One of the great things about WebRTC is that it is built right into the web platform. The web platform is generally great for WebRTC, but occasionally it can cause huge headaches when specific WebRTC needs do not exactly align with more general browser usage requirements. The latest example of this is has to do with the autoplay of media where sound(s) suddenly went missing for many users. Former webrtcHacks guest author Dag-Inge Aas has been dealing with this first hand. See below for his write-up on browser expectations around the playback of media, the recent Chrome 66+ changes, and some tips and tricks for working around these issues.
{“editor”: “chad hart“}
If you’re reading this, there’s a good chance you have encountered weird issues with your WebRTC application in Safari >=11 and Chrome >=66. This error, or similar, may surface as your interface sounds no longer playing (incoming call sound), your audio visualizer is no longer working, or your WebRTC application is not playing any sound at all from remote peers.
Currently, this bug is impacting major WebRTC players, such as Jitsi, Tokbox, appear.in, Twilio, Webex and many, many more. Interestingly, it seems Google’s Meet and Chromebox for meetings is also affected.
The source of our woes: Autoplay policy changes. In this blogpost, I’ll tell you what they are and how they affect WebRTC, and how you can fix this in your application. But first, what are the changes?
What are the changes?

- - -

Write out the stretch of the WebRTC autoplay article from "The source of" through "first, what are the changes?", word for word.

#### Extracted data

- - -

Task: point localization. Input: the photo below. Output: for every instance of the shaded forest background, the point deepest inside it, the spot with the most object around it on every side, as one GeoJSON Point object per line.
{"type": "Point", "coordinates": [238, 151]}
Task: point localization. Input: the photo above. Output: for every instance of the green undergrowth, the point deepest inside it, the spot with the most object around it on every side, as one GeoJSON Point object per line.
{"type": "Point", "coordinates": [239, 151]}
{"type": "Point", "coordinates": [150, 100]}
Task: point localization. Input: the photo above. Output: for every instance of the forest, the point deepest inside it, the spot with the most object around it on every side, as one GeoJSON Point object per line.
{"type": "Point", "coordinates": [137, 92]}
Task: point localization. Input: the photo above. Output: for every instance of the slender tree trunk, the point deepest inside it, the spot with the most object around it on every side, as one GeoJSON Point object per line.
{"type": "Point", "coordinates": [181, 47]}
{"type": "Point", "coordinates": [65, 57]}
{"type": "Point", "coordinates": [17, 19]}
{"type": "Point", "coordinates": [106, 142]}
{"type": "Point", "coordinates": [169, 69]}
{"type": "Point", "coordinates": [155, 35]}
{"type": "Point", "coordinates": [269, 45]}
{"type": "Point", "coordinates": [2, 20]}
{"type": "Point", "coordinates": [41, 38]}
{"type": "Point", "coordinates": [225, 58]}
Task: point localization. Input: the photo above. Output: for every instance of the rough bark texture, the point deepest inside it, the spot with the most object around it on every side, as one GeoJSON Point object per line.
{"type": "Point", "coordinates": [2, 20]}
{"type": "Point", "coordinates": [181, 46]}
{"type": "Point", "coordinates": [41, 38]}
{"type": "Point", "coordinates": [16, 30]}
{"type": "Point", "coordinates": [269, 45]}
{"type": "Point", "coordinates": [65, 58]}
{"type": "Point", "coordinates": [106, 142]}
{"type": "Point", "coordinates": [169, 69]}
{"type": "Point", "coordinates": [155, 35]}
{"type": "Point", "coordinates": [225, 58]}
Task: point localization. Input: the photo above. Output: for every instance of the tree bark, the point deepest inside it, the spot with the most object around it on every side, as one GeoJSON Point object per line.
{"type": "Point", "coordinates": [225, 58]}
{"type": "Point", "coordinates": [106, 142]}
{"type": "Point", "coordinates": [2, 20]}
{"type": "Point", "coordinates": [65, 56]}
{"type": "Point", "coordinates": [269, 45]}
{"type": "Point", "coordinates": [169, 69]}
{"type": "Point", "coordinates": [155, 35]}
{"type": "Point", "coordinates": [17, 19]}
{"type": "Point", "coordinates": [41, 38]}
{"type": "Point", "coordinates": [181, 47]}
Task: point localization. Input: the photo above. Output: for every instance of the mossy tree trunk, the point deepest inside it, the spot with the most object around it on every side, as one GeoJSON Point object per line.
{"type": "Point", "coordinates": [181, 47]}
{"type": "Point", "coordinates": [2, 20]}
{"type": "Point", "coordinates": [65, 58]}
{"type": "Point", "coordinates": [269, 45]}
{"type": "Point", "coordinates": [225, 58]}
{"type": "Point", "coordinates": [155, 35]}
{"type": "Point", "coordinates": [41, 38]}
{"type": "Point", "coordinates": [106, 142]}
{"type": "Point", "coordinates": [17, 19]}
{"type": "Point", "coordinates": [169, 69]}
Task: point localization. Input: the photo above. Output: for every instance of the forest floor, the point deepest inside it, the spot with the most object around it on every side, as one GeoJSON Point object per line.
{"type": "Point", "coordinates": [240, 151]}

- - -

#### Output
The source of our woes: Autoplay policy changes. In this blogpost, I’ll tell you what they are and how they affect WebRTC, and how you can fix this in your application. But first, what are the changes?